TEXTE EXTRAIT —
Avec le recul, que feriez-vous différemment?

Daniel Johnson: «Il n'y a pas eu de débat télévisé. On a insisté à de nombreuses reprises du côté du Non pour avoir des débats télévisés. J'invitais à répétition le chef du Oui (Jacques Parizeau) à débattre de questions économiques, notamment, et c'est M. Bouchard qui, lui, mettait au défi son vis-à-vis à Ottawa — en l'occurrence M. Chrétien — de débattre de toute autre chose avec lui. Je crois qu'on aurait dû insister pour avoir des débats de notre côté.»

Bernard Landry: «On s'arrangerait sur le plan juridique — comme Londres l'a fait avec les Écossais — pour avoir des règles qui seraient respectées par les deux côtés. Au référendum, les forces derrière le Non ont dépensé deux fois plus d'argent que le Oui et le Non officiel réunis. Pour le prochain (référendum), il faudra une entente entre le Québec et le Canada, pour que ces choses-là ne se reproduisent plus.»

Jean Charest: «La campagne fédéraliste du Non manquait d'émotion. Il y a une portion d'âme dans la campagne de 1995 qui était absente: Pourquoi veut-on rester au Canada? Pourquoi le Canada est-il un pays d'avenir pour le Québec? Cet argumentaire était déficient et on s'est fait doubler à la mi-campagne du côté émotif par le camp du Oui, et ça a passé très près de nous coûter l'avenir du Canada.»

Mario Dumont: «Quand M. Parizeau a promis le maintien des emplois de tous les fonctionnaires en Outaouais, je n'étais pas d'accord avec ça. Je pense que ça été une erreur. Cela a rapporté zéro vote au camp du Oui en Outaouais — parce que les gens dont l'emploi est menacé ne prennent pas de risques —, mais à Québec par contre, ça nous a fait perdre beaucoup de votes de fonctionnaires qui craignaient pour leur propre emploi.»

Où se trouve le mouvement souverainiste 20 ans plus tard?

Daniel Johnson: «L'idée de souveraineté, ça ne meurt pas. Quant à savoir à quel moment ça redeviendrait pertinent, je ne vois vraiment pas. Pour moi, c'est une question de génération. La génération actuelle au pouvoir au Québec ou ailleurs au Canada est davantage préoccupée par la manière de travailler ensemble, les partenariats au-delà des frontières. L'atmosphère a changé beaucoup. Ce sont d'autres joueurs qui sont intéressés à autre chose.»

Bernard Landry: «Aujourd'hui, les sondages parlent de 40 pour cent en faveur de la souveraineté. L'idée d'indépendance du Québec est une idée extrêmement puissante et logique, elle est encore là. On n'a pas de campagne, ce n'est pas un sujet d'actualité, mais si ça redevient d'actualité, avec une bonne campagne, je pense qu'enfin le Québec aura sa place non pas au Conseil de la fédération, mais aux Nations unies. Je ne vois pas de véritable déclin.»

Jeu de données
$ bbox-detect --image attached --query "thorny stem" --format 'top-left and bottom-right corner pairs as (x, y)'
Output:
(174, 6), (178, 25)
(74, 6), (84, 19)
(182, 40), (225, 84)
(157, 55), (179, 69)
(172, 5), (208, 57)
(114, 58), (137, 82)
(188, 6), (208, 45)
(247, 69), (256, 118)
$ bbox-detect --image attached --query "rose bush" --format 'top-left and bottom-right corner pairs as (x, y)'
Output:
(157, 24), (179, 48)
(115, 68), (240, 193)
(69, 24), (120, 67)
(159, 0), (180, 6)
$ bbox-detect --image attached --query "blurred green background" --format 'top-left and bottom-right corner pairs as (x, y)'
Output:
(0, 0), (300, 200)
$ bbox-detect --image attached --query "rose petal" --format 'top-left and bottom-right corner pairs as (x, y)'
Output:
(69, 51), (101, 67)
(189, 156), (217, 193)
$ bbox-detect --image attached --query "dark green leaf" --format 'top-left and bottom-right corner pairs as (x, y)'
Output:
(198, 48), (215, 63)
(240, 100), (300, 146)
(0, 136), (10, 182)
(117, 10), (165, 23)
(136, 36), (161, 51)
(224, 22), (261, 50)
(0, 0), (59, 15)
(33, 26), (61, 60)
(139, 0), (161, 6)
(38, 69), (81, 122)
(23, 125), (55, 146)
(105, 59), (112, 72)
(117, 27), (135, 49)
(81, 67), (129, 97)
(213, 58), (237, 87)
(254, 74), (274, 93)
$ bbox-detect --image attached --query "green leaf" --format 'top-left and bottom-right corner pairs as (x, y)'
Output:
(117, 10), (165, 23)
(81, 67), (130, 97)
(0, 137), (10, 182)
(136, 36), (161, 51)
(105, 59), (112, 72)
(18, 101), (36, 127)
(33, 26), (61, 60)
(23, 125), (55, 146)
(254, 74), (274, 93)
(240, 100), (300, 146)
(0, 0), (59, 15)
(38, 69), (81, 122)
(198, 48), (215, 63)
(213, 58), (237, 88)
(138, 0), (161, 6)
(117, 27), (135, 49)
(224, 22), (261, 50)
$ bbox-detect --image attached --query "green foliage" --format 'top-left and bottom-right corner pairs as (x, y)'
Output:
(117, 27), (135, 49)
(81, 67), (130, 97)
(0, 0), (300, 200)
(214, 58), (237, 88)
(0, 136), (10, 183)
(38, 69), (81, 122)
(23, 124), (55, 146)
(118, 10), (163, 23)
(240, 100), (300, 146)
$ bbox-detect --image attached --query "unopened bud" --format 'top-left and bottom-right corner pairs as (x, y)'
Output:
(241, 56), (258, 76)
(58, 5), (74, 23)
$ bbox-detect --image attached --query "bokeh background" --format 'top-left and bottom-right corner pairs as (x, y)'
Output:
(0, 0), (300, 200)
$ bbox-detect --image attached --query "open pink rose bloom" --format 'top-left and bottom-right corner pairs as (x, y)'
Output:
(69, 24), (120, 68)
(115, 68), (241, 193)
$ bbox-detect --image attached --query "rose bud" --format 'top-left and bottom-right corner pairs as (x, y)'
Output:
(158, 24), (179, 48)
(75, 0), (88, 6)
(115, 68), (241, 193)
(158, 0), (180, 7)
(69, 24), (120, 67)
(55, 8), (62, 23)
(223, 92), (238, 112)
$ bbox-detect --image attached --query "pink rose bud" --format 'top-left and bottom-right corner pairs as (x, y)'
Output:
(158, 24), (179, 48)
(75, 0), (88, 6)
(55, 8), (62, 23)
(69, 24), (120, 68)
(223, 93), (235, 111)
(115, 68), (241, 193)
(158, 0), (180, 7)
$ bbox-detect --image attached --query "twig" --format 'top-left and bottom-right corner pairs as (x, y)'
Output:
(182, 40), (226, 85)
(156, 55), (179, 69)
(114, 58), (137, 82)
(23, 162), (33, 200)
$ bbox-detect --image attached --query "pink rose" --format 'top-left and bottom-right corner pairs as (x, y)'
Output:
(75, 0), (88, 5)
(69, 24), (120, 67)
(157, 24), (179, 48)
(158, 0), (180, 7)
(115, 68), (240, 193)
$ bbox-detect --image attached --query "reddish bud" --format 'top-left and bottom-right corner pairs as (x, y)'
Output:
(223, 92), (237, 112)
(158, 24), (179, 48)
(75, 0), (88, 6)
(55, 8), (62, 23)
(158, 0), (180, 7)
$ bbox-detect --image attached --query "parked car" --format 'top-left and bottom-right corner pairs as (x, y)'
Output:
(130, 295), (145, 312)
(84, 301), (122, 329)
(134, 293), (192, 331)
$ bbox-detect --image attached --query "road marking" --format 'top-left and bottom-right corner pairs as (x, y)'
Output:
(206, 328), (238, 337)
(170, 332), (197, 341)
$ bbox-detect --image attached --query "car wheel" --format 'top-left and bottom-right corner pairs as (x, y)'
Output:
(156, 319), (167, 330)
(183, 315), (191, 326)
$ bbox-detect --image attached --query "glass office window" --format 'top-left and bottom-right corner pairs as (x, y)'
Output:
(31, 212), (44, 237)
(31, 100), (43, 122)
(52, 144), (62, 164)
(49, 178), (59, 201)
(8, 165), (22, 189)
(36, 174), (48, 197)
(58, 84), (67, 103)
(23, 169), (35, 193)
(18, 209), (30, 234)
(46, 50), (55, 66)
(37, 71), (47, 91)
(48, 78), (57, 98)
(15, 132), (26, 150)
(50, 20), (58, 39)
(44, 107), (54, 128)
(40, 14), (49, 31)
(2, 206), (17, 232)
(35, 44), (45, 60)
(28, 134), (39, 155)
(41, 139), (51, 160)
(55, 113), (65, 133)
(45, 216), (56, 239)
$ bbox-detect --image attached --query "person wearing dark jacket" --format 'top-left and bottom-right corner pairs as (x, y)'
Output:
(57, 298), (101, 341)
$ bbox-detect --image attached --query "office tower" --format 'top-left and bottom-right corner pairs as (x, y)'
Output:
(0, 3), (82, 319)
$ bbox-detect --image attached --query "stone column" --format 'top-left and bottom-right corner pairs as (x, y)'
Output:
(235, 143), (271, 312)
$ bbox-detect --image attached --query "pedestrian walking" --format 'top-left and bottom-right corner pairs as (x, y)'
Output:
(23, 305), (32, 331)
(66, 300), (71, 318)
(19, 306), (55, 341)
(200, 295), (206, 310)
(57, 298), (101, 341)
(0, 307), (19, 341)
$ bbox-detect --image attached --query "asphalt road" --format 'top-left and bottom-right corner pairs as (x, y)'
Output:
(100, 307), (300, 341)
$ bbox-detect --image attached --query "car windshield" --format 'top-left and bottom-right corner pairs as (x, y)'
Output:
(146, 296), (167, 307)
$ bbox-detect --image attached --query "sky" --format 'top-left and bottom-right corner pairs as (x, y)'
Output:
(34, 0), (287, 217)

DEMANDE ÉCRITE — Reprenez, s'il vous plaît, le texte sur le référendum de 1995 à la suite de sa dernière phrase.

RÉPONSE ÉCRITE —
Jean Charest: «Le mouvement souverainiste ne disparaîtra jamais; il sera toujours dans le paysage politique au Québec. Mais il souffre du fait que le temps passe, que le monde change et que le contexte est très différent de celui de 1995 et de 1980. Pour cette raison, le mouvement souverainiste a perdu ses repères et ne semble pas être capable d'en trouver de nouveaux. C'est malheureux pour les souverainistes: une saute d'humeur ou un simple discours ne remplacent pas un argumentaire de fond pour se séparer du Canada et qui leur manque cruellement.»

Mario Dumont: «De 1995 à aujourd'hui, tous les votes où il y a un parti souverainiste — fédéral ou provincial —, c'est une longue et constante baisse des appuis. C'est difficile de ne pas voir une tendance. Avant, au Québec, il n'y avait que deux camps, le PQ et le PLQ. Par alternance, le PQ était toujours sûr de revenir au pouvoir et la souveraineté était toujours un enjeu. Ce n'est plus vrai; la polarisation n'est plus là. Au fédéral, des souverainistes ont voté NPD ou libéral, au provincial ils ont voté ADQ puis CAQ.»

Avez-vous un souvenir cocasse, inusité ou marquant de 1995?

Daniel Johnson: Les politiciens ont l'habitude en campagne de répéter les mêmes formules dans chaque ville où ils font un discours, au point où les journalistes qui les suivent et qui les ont entendues à répétition en viennent à prendre des paris sur le moment où telle ou telle phrase sera prononcée: «Avant une intervention, à Chicoutimi, mon entourage m'avait dit que votre collègue de La Presse Canadienne à l'époque, Éric Tétrault (aujourd'hui président de Manufacturiers et exportateurs du Québec), avait gagé sur le moment le plus tôt dans le discours pour une phrase précise. En dedans de 12 secondes, j'ai dit la phrase qui venait généralement après 12 minutes! Je ne sais toujours pas aujourd'hui s'il s'est rendu compte que sa victoire avait été arrangée!»

Bernard Landry: La question référendaire, comportant près de 40 mots (38, en fait), avait non seulement été critiquée avec virulence par le camp fédéraliste, mais avait aussi fait l'objet de nombreux et houleux débats au sein même du camp du Oui: «Quand on a décidé de la question, une question qui était assez alambiquée, j'avais dit durant la réunion: on devrait ajouter "s'il vous plaît"... Ça avait bien fait rigoler tous mes collègues du conseil des ministres!»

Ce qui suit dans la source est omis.